>> Begin Extracted material

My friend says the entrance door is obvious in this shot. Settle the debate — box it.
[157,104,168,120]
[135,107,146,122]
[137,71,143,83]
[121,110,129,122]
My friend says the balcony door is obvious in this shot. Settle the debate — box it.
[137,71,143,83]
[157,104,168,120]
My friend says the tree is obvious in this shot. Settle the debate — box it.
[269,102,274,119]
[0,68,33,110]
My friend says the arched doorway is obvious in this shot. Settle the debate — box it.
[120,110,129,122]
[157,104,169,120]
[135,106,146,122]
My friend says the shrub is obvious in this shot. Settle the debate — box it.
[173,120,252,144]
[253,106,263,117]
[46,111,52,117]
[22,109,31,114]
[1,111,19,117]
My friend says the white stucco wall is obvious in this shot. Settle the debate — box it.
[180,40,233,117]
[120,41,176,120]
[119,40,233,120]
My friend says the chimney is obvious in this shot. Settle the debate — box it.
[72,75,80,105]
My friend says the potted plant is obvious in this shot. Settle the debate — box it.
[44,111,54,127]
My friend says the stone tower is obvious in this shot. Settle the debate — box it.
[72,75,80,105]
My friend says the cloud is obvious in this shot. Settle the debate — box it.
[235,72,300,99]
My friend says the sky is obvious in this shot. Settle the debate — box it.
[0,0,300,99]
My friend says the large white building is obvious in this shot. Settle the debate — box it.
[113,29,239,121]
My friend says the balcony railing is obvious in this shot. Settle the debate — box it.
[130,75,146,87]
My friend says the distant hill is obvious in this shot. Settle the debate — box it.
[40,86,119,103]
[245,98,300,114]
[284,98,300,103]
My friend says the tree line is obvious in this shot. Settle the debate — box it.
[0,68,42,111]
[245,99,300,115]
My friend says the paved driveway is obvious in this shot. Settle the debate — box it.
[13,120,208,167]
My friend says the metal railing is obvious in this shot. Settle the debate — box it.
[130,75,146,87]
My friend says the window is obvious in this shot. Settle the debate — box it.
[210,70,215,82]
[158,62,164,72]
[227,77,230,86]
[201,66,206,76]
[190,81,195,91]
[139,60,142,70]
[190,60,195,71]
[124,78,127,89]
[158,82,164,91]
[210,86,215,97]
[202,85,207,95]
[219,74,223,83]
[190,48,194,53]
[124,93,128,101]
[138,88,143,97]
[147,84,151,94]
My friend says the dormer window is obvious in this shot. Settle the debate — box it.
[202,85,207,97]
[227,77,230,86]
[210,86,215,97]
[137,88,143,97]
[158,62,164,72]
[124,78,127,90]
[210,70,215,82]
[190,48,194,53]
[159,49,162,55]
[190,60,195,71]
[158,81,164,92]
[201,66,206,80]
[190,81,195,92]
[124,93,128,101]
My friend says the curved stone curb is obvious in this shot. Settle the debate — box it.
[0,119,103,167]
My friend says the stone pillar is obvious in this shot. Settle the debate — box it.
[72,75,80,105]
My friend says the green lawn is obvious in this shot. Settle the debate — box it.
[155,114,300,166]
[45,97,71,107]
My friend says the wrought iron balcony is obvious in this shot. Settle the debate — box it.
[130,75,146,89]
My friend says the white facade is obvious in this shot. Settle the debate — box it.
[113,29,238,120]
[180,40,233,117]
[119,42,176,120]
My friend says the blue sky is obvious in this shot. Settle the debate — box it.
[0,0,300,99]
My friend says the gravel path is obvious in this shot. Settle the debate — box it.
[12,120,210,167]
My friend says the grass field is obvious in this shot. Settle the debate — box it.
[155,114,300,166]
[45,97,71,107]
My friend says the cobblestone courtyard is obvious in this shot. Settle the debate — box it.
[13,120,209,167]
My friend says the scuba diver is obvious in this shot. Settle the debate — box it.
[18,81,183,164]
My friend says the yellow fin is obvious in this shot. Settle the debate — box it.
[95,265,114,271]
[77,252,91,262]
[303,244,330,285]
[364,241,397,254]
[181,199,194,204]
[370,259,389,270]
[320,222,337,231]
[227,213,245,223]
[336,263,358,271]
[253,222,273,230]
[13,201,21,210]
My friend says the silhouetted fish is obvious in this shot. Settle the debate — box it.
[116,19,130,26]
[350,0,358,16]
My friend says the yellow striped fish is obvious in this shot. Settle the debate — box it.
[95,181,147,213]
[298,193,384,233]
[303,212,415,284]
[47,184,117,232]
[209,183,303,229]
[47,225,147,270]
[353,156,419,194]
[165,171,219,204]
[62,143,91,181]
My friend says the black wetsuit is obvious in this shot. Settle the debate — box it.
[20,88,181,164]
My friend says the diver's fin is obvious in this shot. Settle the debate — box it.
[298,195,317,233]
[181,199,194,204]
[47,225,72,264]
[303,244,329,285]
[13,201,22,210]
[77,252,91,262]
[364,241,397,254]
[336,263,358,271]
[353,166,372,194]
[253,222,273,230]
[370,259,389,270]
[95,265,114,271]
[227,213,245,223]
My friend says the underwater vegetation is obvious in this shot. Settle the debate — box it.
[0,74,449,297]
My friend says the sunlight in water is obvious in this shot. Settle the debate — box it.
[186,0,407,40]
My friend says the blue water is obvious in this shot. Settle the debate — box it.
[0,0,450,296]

>> End Extracted material
>> Begin Extracted material

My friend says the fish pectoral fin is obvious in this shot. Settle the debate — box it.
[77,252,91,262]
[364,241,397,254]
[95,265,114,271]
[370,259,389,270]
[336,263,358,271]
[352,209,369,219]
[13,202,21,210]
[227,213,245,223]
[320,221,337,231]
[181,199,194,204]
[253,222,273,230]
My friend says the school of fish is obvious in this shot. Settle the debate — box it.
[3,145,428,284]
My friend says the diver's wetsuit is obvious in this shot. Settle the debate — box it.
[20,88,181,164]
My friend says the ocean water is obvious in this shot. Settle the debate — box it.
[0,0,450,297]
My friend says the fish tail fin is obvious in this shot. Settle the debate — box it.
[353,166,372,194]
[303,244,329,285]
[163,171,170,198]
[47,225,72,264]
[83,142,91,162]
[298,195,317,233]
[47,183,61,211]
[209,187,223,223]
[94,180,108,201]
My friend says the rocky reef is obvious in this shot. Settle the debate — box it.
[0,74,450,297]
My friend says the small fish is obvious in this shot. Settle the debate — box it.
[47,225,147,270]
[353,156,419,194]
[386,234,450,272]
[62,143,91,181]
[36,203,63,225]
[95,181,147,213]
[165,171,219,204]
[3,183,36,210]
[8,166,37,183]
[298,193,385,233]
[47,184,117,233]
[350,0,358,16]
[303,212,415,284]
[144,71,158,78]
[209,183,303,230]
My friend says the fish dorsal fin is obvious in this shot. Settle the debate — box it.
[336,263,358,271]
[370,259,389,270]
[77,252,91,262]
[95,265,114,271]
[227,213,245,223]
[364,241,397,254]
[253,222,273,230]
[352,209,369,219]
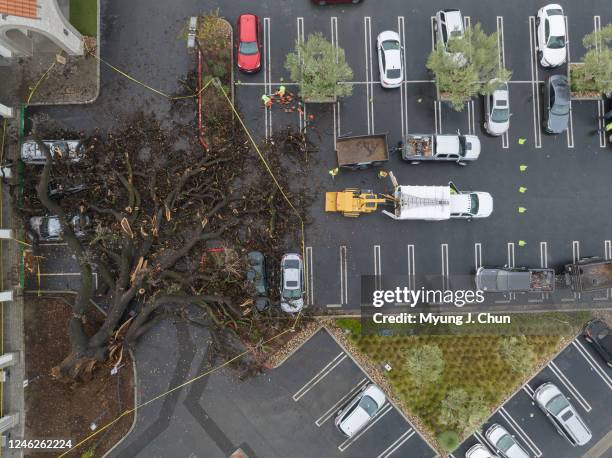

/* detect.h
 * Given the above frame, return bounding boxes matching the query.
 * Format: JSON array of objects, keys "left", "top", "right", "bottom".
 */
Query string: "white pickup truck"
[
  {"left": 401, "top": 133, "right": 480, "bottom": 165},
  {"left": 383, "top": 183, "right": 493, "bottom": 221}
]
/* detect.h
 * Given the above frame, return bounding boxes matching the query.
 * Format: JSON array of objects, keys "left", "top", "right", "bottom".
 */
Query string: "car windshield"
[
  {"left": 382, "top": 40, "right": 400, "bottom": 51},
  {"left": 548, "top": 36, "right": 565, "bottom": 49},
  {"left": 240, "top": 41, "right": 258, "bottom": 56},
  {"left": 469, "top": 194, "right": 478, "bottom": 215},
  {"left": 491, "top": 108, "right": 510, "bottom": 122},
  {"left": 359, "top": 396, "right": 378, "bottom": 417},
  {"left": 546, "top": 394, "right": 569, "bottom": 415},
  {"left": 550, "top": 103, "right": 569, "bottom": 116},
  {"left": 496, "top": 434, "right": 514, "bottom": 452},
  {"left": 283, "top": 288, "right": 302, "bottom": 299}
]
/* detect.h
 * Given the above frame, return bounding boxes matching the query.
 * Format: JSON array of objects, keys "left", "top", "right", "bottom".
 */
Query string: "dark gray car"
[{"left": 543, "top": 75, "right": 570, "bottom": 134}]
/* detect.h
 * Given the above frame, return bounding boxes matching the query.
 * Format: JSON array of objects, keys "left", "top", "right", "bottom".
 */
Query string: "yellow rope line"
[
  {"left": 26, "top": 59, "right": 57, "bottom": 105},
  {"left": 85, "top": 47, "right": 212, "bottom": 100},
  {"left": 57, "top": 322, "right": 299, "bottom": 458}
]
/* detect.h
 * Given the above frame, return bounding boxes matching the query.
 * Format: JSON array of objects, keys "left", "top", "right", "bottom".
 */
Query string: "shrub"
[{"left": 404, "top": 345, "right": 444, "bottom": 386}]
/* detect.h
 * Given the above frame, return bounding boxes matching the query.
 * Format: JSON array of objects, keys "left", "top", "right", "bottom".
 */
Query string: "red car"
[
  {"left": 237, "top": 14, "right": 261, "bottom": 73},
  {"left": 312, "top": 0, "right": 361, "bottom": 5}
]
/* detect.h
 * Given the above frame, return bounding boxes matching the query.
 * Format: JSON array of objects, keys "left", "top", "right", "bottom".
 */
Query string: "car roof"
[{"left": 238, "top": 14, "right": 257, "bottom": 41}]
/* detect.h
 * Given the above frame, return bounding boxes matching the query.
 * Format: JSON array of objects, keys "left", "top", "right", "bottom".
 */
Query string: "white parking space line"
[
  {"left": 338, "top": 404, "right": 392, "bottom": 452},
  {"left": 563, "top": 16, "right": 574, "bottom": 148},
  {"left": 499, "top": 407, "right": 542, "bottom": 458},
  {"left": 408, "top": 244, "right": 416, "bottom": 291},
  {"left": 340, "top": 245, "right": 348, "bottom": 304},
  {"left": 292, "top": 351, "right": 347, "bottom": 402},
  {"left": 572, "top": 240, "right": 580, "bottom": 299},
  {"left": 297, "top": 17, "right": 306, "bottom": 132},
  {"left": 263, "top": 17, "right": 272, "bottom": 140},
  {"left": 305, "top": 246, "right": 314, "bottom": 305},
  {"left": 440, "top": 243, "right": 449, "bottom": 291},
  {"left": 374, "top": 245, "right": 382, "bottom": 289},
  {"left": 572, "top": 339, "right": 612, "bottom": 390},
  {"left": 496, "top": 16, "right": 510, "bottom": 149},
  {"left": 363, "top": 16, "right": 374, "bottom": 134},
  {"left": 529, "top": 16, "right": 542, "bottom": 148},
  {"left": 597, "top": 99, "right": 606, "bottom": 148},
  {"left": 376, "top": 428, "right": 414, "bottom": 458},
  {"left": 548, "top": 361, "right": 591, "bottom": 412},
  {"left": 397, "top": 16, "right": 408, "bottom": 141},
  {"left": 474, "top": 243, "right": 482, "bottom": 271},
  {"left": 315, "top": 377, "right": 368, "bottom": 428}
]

>> End Extracted material

Instruction -> Write out again, unchanged, every line from the one containing "My friend says the green" up to and including the one containing "[130,75,146,89]".

Completed exercise ->
My friend says the green lawn is obvious in this shot. Settle the debate — box it.
[155,114,300,166]
[45,97,71,107]
My friend says the wrought iron balcony is obvious in this shot. Settle the debate — box it.
[130,75,146,89]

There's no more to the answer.